# Flintstone Boxes



## Herb Stoops (Aug 28, 2012)

In an earlier life ,I made some Flintstone boxes.
A friend of mine has a saw mill set up and he called me one day and said he was cutting some cedar logs and I might want to scavenge the scrap pile. So i went out and picked up some of the slab wood, cedar and maple. He lets his log set in the yard 2 years before he saws them. 
So I made some boxes out of the slabs. They were quite popular ,made a lot of them, they were used as ash urines, receipe boxes, nix-nax boxes, etc.

Herb
I did post this here someplace on a quick post, but not in the Show-N-Tell


----------



## Gaffboat (Mar 11, 2012)

Nifty! The wooden hinges and latches are very cool.


----------



## kp91 (Sep 10, 2004)

the dark reddish one is awesome, appealing shape and great color.

### INSTRUCTION A
In the Flintstone boxes forum thread, how long does the friend with the saw mill let his logs sit in the yard before sawing them?

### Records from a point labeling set
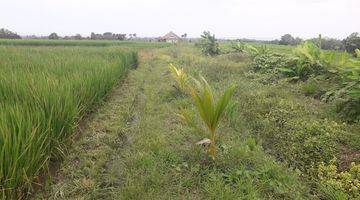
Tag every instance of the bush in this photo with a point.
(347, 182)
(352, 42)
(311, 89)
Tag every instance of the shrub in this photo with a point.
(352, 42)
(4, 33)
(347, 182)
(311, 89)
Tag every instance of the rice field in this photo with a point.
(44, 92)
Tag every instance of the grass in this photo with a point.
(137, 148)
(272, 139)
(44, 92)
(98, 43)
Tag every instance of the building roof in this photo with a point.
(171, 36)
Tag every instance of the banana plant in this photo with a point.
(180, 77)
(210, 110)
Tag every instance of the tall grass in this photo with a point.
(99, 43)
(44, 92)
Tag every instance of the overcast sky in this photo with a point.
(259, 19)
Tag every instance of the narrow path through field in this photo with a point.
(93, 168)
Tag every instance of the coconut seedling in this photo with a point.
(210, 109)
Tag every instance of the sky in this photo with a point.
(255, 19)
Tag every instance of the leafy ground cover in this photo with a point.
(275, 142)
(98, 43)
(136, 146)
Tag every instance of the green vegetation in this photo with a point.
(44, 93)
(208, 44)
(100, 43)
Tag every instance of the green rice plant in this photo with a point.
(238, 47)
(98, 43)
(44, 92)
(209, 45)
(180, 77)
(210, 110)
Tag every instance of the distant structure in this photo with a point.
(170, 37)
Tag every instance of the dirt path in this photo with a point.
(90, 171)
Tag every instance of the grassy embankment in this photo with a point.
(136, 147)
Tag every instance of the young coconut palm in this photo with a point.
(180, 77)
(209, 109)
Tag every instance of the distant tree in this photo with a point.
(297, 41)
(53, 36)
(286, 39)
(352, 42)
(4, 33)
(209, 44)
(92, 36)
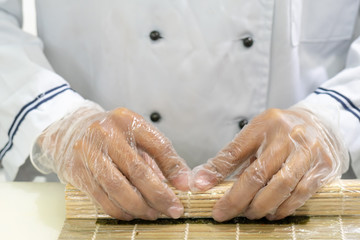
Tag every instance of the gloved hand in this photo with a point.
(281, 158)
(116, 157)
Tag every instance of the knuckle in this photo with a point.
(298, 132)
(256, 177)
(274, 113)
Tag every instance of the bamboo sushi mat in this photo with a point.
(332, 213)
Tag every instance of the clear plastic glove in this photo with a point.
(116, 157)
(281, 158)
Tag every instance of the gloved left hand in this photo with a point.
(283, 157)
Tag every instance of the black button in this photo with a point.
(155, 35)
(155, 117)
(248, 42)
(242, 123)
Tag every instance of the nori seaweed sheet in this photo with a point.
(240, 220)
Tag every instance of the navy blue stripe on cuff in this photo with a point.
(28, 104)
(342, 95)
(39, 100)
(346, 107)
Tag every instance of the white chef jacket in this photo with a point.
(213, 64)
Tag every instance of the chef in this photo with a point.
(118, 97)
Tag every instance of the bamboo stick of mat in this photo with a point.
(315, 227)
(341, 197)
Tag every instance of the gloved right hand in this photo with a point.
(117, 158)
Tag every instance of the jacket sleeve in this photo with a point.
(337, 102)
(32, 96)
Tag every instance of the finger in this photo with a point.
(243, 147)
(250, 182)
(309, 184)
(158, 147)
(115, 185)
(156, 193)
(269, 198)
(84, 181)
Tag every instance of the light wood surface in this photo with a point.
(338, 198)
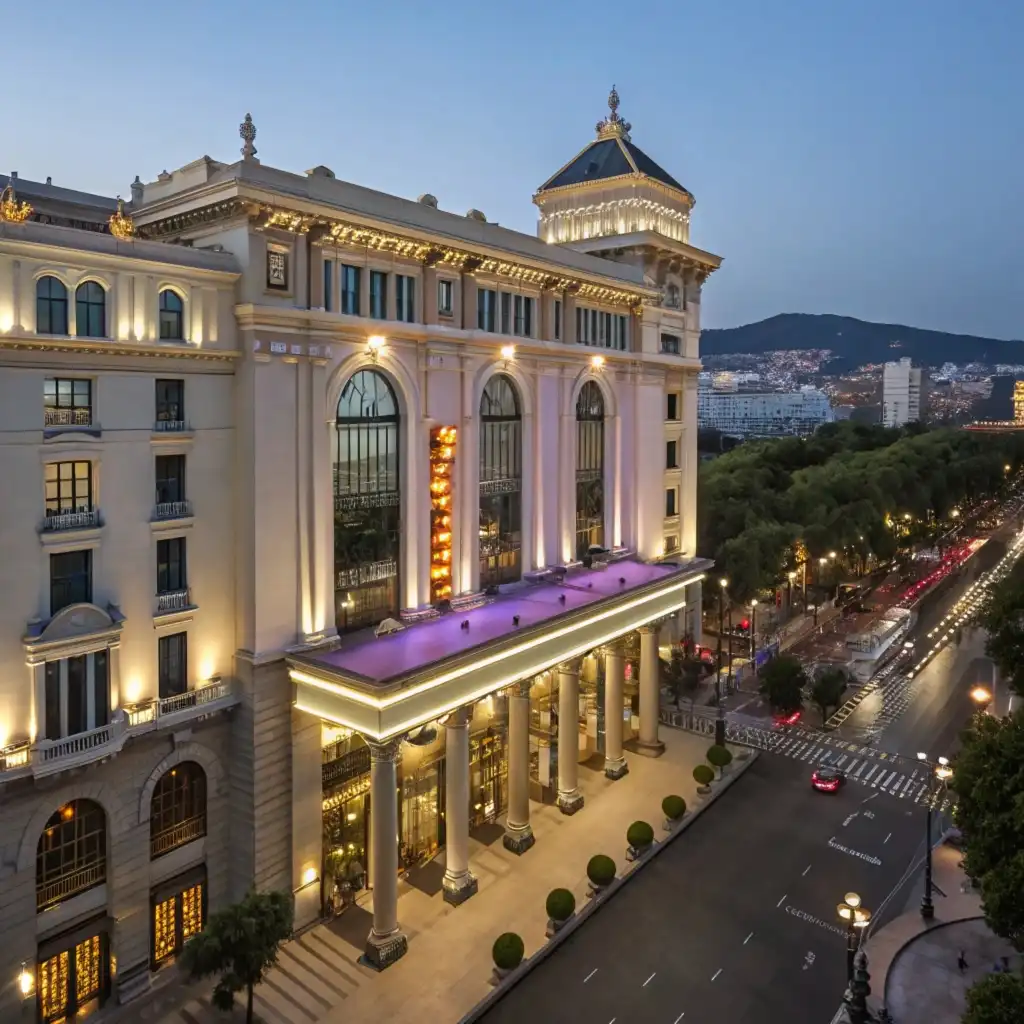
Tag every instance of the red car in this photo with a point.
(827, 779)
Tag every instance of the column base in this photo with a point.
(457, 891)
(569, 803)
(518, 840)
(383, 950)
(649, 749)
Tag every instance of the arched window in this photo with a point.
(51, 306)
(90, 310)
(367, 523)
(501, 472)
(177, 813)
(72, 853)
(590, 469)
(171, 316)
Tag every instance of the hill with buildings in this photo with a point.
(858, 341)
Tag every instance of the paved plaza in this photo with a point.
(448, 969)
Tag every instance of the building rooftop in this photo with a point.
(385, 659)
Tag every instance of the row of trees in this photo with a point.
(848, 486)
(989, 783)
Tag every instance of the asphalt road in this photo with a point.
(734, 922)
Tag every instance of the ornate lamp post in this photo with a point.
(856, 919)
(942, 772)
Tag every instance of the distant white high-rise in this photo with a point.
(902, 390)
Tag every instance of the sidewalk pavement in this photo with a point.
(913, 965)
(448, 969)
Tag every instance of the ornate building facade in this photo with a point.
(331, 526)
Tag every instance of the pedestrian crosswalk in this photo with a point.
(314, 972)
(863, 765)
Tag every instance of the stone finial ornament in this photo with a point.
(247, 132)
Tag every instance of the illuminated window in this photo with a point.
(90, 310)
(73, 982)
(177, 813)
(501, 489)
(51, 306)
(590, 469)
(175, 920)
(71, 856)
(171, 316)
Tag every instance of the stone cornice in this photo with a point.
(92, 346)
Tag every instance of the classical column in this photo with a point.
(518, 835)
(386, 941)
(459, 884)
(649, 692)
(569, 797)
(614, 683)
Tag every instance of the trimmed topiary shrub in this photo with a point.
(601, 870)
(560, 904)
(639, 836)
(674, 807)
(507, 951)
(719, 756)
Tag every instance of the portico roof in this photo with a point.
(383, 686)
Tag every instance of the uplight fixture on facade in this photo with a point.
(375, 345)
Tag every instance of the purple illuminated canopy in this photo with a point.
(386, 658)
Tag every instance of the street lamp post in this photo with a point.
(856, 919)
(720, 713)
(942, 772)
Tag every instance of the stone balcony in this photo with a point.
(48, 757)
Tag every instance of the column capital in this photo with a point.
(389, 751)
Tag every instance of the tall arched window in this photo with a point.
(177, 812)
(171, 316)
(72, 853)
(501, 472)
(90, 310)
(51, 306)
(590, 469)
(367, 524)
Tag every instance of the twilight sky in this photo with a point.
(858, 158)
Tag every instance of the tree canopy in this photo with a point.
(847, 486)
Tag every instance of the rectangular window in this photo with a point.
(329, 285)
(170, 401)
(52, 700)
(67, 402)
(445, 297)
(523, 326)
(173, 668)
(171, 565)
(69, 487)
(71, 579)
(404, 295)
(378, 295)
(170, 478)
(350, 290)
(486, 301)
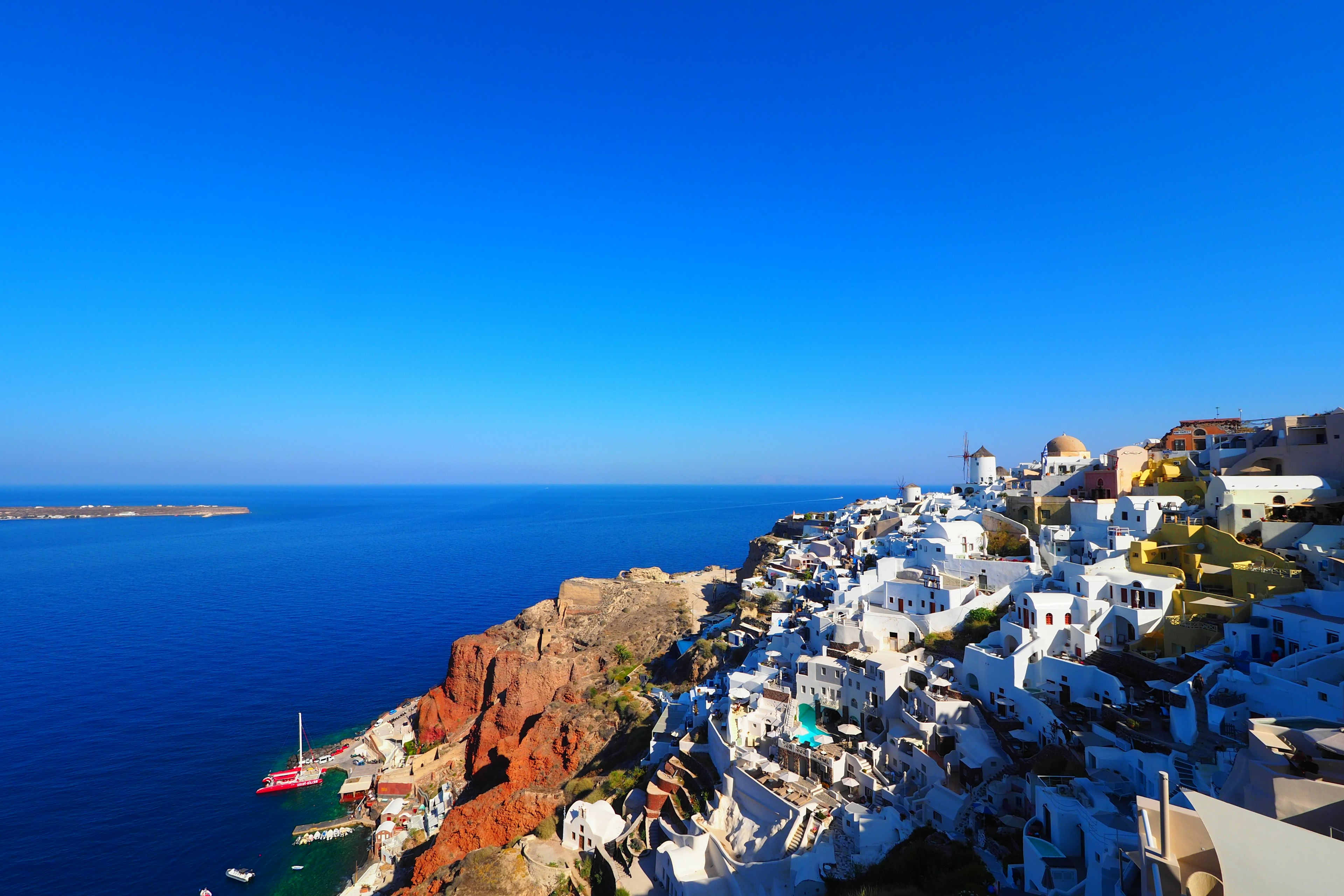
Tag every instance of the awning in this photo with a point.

--

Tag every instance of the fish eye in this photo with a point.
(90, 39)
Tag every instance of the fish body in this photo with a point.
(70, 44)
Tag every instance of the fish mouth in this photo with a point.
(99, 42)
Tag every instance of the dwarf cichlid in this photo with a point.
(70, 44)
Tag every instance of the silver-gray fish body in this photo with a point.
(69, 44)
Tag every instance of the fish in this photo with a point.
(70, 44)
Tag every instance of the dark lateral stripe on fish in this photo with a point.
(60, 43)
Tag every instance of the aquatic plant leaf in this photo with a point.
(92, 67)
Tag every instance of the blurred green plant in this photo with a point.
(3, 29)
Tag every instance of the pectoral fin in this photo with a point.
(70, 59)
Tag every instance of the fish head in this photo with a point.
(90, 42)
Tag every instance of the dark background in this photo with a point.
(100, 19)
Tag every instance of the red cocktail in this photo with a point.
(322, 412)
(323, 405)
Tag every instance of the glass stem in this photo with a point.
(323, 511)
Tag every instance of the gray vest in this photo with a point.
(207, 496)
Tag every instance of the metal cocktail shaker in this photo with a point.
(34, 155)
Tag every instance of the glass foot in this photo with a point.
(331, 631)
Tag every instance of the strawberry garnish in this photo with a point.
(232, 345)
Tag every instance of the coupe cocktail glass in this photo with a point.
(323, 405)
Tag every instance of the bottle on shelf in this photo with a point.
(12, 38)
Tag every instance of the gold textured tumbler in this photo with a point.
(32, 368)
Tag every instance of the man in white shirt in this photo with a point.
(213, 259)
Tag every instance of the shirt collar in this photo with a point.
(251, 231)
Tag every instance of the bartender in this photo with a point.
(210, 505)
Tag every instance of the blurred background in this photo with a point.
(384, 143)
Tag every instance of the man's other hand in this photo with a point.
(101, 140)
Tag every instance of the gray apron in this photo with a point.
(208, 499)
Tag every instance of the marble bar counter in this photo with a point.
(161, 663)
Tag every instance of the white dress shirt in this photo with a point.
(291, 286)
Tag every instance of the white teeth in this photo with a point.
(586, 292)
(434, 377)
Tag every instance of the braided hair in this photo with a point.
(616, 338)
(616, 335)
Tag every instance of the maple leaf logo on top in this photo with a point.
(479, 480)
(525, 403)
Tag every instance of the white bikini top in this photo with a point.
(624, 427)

### INSTRUCTION B
Extract each line of the records that contains the string "coconut".

### WRITTEN SOLUTION A
Two years.

### WRITTEN SOLUTION B
Tag every instance of the coconut seedling in this photo with a point.
Tag every instance of the young coconut palm in this photo with a point.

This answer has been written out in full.